# Direction
Find every line in the records below that contains the string "target" and copy each one, treating uppercase and lowercase letters as different.

# Data for this task
▼

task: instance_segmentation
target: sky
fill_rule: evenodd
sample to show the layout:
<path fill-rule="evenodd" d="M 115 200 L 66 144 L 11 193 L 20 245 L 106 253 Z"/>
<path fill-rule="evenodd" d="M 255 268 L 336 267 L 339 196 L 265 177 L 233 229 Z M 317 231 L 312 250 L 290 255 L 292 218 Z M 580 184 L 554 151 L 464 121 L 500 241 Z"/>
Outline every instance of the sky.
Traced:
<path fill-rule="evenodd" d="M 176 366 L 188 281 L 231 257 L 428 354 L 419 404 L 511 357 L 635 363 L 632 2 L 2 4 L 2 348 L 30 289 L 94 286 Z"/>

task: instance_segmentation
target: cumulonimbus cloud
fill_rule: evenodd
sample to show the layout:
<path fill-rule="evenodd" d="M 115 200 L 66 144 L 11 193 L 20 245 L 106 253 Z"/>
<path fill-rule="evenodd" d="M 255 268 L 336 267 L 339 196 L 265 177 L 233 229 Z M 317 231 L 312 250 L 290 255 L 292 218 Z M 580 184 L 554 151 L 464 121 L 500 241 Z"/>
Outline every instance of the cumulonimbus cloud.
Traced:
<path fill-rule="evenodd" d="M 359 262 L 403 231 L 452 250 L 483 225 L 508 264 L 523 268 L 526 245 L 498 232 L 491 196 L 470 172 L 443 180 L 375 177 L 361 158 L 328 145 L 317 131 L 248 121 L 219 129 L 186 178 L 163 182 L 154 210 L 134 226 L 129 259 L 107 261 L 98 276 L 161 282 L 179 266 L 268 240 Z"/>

▲
▼

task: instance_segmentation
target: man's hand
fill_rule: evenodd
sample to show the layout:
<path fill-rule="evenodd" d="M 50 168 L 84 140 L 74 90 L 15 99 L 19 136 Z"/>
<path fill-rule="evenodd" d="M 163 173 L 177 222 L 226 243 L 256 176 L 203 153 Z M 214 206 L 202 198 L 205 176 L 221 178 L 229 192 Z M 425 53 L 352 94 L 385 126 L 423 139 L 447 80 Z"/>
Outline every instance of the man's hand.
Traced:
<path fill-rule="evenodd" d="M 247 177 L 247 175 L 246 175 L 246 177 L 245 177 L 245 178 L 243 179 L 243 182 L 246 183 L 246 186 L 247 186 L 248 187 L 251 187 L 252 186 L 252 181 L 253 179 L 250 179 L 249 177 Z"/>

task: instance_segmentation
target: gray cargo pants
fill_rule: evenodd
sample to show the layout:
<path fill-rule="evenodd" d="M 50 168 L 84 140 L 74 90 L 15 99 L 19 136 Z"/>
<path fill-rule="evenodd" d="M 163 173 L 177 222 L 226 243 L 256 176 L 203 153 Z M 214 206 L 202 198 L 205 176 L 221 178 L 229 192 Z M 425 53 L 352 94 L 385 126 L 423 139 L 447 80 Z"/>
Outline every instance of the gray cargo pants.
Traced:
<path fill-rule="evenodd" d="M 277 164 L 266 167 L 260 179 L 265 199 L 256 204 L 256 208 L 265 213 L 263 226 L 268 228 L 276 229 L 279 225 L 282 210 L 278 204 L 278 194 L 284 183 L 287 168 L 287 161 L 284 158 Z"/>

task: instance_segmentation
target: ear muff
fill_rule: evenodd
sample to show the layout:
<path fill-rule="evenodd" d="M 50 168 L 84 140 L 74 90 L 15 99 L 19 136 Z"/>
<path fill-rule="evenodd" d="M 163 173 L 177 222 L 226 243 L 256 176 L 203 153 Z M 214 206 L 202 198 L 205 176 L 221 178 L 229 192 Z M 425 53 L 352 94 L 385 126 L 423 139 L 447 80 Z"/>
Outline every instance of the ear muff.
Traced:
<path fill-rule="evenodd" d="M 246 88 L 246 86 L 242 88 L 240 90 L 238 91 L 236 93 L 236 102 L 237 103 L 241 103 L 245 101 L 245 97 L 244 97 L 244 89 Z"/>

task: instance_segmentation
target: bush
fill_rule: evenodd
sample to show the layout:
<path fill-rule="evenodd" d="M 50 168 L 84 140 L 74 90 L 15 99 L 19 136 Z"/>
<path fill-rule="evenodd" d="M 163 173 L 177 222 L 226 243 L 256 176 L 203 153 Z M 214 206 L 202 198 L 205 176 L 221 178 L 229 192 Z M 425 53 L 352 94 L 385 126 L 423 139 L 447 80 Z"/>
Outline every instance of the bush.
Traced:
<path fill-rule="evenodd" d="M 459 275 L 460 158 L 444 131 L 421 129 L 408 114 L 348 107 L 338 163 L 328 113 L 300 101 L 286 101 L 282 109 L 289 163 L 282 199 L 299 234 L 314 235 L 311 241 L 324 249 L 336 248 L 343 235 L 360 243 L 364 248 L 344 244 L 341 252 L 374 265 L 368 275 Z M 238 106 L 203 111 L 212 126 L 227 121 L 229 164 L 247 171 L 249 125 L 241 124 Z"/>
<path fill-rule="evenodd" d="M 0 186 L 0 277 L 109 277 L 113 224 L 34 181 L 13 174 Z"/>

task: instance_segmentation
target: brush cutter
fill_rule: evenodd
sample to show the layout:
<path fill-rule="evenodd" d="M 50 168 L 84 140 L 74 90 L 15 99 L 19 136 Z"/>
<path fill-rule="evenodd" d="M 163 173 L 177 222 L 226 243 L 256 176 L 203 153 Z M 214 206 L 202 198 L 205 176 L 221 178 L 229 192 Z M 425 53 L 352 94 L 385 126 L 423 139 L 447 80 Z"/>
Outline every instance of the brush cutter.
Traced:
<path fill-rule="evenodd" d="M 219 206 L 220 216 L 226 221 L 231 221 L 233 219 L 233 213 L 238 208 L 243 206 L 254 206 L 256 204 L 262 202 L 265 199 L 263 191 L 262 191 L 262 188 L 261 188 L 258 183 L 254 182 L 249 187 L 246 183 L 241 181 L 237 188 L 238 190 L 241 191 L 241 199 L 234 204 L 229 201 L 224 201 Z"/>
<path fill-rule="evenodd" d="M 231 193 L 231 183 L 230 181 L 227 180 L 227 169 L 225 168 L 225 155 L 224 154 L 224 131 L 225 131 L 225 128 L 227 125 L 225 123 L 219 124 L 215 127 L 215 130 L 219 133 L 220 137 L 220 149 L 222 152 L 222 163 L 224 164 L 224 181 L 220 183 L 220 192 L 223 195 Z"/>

▲
▼

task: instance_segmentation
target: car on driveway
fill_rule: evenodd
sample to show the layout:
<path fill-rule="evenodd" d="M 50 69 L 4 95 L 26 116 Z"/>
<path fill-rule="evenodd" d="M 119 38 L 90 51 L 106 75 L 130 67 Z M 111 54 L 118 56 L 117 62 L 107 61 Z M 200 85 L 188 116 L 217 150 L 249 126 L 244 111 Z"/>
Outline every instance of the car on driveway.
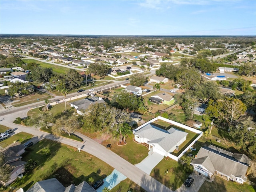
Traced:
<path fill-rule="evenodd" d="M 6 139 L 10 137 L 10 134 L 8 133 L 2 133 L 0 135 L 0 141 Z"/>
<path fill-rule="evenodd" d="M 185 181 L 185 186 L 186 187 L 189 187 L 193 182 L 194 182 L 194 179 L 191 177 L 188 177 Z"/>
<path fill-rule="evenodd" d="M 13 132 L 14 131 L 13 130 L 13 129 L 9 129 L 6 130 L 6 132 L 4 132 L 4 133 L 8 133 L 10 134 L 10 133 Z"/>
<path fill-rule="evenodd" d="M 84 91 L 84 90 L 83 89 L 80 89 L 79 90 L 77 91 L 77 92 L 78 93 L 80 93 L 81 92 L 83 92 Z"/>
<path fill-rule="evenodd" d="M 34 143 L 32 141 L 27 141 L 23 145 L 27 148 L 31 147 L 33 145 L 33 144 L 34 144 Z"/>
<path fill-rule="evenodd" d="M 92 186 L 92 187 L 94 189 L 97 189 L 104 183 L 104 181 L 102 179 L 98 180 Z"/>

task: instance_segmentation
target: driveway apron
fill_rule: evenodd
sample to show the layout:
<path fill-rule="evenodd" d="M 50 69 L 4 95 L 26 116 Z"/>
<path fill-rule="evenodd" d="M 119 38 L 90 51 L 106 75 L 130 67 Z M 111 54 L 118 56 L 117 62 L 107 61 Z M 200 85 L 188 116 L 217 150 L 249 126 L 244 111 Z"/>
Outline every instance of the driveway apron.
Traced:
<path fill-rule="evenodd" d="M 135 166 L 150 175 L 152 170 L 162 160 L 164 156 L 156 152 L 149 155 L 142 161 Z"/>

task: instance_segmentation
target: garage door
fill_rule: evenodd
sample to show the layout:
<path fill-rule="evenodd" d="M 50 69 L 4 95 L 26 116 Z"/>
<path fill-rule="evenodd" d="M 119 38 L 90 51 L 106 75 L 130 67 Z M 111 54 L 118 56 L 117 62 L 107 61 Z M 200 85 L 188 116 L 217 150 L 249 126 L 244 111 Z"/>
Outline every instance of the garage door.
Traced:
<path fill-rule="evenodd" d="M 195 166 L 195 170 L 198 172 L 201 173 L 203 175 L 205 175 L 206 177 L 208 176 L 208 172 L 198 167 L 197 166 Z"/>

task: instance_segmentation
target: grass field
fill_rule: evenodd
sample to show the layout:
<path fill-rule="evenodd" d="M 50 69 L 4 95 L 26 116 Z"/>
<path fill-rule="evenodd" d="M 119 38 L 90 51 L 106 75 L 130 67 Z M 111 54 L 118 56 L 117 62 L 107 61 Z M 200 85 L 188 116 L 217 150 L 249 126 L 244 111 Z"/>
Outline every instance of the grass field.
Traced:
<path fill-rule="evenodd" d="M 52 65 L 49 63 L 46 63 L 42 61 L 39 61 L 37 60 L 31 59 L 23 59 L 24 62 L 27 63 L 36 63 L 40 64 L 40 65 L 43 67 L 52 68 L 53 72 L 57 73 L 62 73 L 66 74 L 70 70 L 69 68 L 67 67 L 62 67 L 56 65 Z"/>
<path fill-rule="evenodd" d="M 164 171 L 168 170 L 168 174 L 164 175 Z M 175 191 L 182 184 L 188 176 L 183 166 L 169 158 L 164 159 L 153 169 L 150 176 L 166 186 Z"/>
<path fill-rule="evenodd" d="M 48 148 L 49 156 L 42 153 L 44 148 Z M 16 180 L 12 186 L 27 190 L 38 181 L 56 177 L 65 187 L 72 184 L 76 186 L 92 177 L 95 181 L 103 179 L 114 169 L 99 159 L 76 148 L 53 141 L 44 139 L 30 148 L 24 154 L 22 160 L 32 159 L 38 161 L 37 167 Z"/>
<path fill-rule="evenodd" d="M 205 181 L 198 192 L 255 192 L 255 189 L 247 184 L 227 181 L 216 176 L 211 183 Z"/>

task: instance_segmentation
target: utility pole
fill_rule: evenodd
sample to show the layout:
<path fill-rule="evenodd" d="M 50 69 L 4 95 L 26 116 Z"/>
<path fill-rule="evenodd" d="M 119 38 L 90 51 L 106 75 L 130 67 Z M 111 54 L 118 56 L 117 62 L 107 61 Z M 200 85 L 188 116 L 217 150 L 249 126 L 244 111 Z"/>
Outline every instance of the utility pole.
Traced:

▲

# The reply
target: sky
target: cumulonimbus cloud
target: man's hand
target: gray cargo pants
target: ear muff
target: bush
target: brush cutter
target: car on driveway
target: driveway apron
target: garage door
target: grass field
target: utility pole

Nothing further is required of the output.